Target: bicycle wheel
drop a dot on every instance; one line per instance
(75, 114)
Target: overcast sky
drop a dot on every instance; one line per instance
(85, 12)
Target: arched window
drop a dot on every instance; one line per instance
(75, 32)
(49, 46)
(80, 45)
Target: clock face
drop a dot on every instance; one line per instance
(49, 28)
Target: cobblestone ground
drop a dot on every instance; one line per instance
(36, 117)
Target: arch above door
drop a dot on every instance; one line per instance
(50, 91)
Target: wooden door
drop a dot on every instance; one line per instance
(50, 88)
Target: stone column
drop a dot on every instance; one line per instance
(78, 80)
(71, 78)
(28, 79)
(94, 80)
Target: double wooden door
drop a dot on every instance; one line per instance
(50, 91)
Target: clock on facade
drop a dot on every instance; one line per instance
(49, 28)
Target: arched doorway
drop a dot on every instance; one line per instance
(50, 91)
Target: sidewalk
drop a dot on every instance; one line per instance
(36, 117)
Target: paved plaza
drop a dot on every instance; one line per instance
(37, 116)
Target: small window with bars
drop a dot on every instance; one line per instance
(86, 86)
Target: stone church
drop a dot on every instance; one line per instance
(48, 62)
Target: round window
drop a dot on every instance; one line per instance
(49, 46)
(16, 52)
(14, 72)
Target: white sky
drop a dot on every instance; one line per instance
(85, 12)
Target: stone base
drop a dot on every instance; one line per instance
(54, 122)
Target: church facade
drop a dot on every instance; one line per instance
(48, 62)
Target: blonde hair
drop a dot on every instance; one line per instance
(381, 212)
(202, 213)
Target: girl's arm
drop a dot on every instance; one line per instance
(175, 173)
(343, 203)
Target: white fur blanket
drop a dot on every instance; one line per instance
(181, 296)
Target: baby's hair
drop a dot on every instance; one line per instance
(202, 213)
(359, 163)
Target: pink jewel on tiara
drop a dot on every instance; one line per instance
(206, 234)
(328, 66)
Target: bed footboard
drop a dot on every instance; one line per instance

____

» 課題の内容: 「Target: clock on facade」を含む行からデータの末尾までを、空行を除いて番号付きリストに直してください。

» 記述による解答:
1. Target: clock on facade
2. drop a dot on every instance; one line per instance
3. (49, 28)
4. Target: arched doorway
5. drop a dot on every instance; one line per instance
6. (50, 91)
7. Target: sidewalk
8. drop a dot on every instance; one line per instance
9. (36, 117)
10. Target: paved plaza
11. drop a dot on every instance; one line per instance
12. (37, 116)
13. Target: small window with bars
14. drop a dot on every instance; one line per instance
15. (86, 86)
16. Target: stone church
17. drop a dot on every instance; one line per instance
18. (48, 62)
19. Target: round window
20. drop a dot on every instance; one line per instance
21. (49, 46)
22. (16, 52)
23. (14, 72)
24. Target: white sky
25. drop a dot on every instance; one line per instance
26. (85, 12)
27. Target: stone base
28. drop a dot on every instance; one line per instance
29. (54, 122)
30. Target: church facade
31. drop a dot on every instance; one line per instance
32. (48, 62)
33. Target: blonde hair
34. drop a dot on every instance; one line per instance
35. (381, 212)
36. (202, 213)
37. Target: girl's arm
38. drop a dot on every instance; one line per instance
39. (175, 173)
40. (343, 203)
41. Target: white fur blanket
42. drop a dot on every instance; one line per instance
43. (181, 296)
44. Target: baby's hair
45. drop a dot on every instance; one line per instance
46. (202, 213)
47. (359, 163)
48. Target: pink jewel on tiara
49. drop a dot on every instance; one line per instance
50. (206, 234)
51. (328, 66)
52. Target: bed footboard
53. drop a dot on every instance; one line per instance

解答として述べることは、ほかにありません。